Problem requirements:
This task calls for every entry below to be repeated exactly, without the pictures.

Extracted entries:
============================================================
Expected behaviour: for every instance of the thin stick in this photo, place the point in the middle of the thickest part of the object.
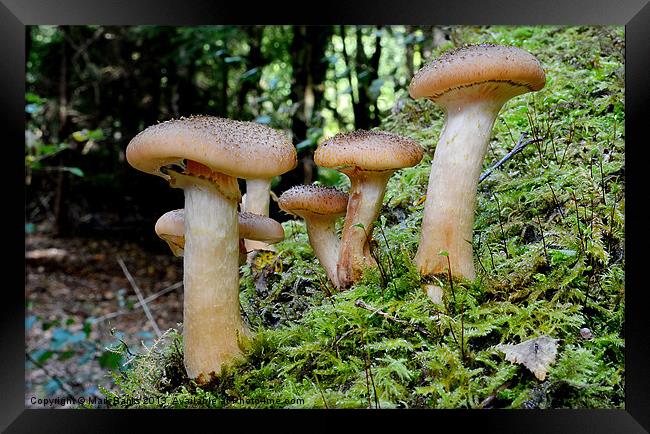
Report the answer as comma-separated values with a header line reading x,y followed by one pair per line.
x,y
503,233
582,243
517,149
362,305
557,203
541,229
143,303
602,179
321,392
372,380
138,305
============================================================
Response for this exercise:
Expected behaviour: for every instance of the thin stick in this photo, place the point in the middle of the thickest part of the object.
Report the answer as comma-separated values with a header line reading x,y followed by one pair per line.
x,y
503,233
582,243
517,149
362,305
557,203
541,229
143,303
602,179
321,392
372,380
138,305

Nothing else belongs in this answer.